*Given request:* Nothing other than the lines from the one containing "Query: framed canvas" through the close of the entries below should be printed, each exactly.

*Records for this exercise:*
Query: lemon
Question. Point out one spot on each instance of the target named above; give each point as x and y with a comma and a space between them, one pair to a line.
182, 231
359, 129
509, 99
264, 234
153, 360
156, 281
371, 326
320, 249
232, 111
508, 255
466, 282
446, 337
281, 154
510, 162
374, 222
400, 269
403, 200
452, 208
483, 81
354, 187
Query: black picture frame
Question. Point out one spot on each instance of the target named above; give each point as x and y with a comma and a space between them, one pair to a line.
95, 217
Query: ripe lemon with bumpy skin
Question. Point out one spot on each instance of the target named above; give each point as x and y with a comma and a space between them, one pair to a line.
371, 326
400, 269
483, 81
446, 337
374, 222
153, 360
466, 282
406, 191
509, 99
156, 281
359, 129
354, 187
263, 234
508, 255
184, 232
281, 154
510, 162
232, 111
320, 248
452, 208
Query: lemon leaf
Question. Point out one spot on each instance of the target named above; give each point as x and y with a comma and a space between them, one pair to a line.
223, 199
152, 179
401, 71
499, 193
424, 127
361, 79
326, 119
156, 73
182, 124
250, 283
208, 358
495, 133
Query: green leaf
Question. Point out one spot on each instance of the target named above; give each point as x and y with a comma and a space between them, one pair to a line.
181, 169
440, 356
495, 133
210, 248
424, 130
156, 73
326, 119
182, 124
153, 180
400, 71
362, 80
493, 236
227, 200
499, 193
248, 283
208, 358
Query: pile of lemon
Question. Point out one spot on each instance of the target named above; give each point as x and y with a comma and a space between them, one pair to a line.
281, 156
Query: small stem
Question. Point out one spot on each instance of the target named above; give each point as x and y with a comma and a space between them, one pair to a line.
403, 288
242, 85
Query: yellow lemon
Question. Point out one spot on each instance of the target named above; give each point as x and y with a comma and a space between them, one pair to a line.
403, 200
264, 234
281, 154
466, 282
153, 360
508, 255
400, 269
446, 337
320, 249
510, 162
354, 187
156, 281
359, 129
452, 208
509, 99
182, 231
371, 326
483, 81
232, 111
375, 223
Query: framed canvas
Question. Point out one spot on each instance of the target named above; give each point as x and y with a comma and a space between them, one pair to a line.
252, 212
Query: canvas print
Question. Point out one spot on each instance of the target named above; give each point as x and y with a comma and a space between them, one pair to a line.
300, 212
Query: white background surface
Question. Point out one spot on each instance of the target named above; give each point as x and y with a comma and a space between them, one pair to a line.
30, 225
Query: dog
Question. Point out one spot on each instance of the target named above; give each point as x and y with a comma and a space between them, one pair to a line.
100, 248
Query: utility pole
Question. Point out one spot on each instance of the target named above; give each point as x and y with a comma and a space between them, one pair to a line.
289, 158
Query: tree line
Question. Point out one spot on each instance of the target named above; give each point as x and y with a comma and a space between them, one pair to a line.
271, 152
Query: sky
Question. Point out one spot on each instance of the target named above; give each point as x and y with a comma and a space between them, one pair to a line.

*Solution for this problem:*
Query: framed canvas
Question. Point out one spot on each instance of the target named above; give each point as x and y with a comma and a space between them, one pair to a line.
252, 212
Query: canvas print
Question. Point out one spot on each instance of the target named above; give each point as x and y with a comma and a space between them, one pair to a line.
300, 212
Query: white background surface
Question. Point out one spot on each instance of the target named above; give each point as x and y with a comma and a space between them, one pair to a line.
30, 225
Query: dog
Question. Point out one spot on each instance of the target named above; give each point as x and y with a comma and a space between them, one pair to a line.
100, 248
Query: utility pole
Question. Point out one spot on each instance of the target named above; give each point as x and y with a comma and a space between them, one pair to a line.
289, 158
Query: tree line
Question. Point out one spot on each instance of the target named above; give each point as x and y with a comma and a space between them, one pair to a line.
271, 152
Query: sky
Question. Point out one spot on each instance of the target named above; give each point as x and y with a comma and a space between them, one pair to a line.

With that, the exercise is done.